(Beginning of Text section)

Utilizing artificial intelligence to develop an early diagnostic test for ovarian cancer
To obtain the data to train their model, McDonald and colleagues collected serum samples from 431 ovarian cancer patients and 133 healthy women across 4 locations: Northside Hospital, Atlanta (10 early- and 142 late-stage cancer samples), Fox Chase Cancer Center Biosample Repository Facility, Philadelphia (51 early- and 68 late-stage cancer samples, 133 control samples), University of North Carolina Medical School, Chapel Hill (17 early-stage cancer samples) and Alberta Health Services, Alberta (23 early- and 120 late-stage cancer samples).
“To help ensure the quality of our metabolic data, individual normal and ovarian cancer patient samples were collected from four geographically divergent locations and analyzed using ultra-performance liquid chromatography coupled with tandem mass spectrometry (UPLC-MS/MS-positive and negative modes and each sample independently pre-processed through two columns), generating four distinct datasets,” the researchers described.
They then used recursive feature eliminiation (RFE) coupled with repeated cross-validation (CV) to identify the most reliable metabolites from the datasets.
What is recursive feature eliminaton and cross-validation in machine learning?
RFE is a method used in machine learning for feature selection, i.e., selecting a subset of the most important features from a dataset of features. In this study, “features” are the metabolites. In RFE, a model is trained on a dataset, where it ranks features based on specific criteria, and eliminates the least important features. This process is repeated several times.
CV is another technique that helps researchers evaluate the performance of machine learning models. By coupling RFE and CV, researchers can enhance the reliability of model evaluation and optimize feature selection.
McDonald and colleagues developed a consensus classifier – a final model – by aggregating the results of five independent machine learning algorithms. “The probabilities assigned to individuals by the consensus model were utilized to create a background distribution of probabilities that a given sample was cancer or normal,” the researchers explained.
Model distinguishes cancer from controls with 93% accuracy
The consensus classification model was able to distinguish cancer from control samples with 93% accuracy, according to the researchers.

(End of Text section)

*Work order 1*
Do these statements agree with the ovarian cancer text? Answer yes or no for each, and quote the text's deciding words. (a) Northside Hospital supplied control samples. (b) The consensus classifier aggregates the results of five independent machine learning algorithms. (c) In this study, the features are the metabolites.
*Work order 2*
In the ovarian cancer text, write out the passage from "RFE is a method" to "optimize feature selection." again, renaming every "RFE" as "recursive feature elimination".

(Beginning of Data section)

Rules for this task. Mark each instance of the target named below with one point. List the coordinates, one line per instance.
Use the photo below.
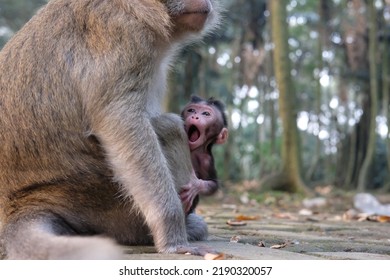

(End of Data section)

*Worked solution 1*
(a) No: "Northside Hospital, Atlanta (10 early- and 142 late-stage cancer samples)"
(b) Yes: "by aggregating the results of five independent machine learning algorithms"
(c) Yes: "In this study, “features” are the metabolites."

*Worked solution 2*
recursive feature elimination is a method used in machine learning for feature selection, i.e., selecting a subset of the most important features from a dataset of features. In this study, “features” are the metabolites. In recursive feature elimination, a model is trained on a dataset, where it ranks features based on specific criteria, and eliminates the least important features. This process is repeated several times.
CV is another technique that helps researchers evaluate the performance of machine learning models. By coupling recursive feature elimination and CV, researchers can enhance the reliability of model evaluation and optimize feature selection.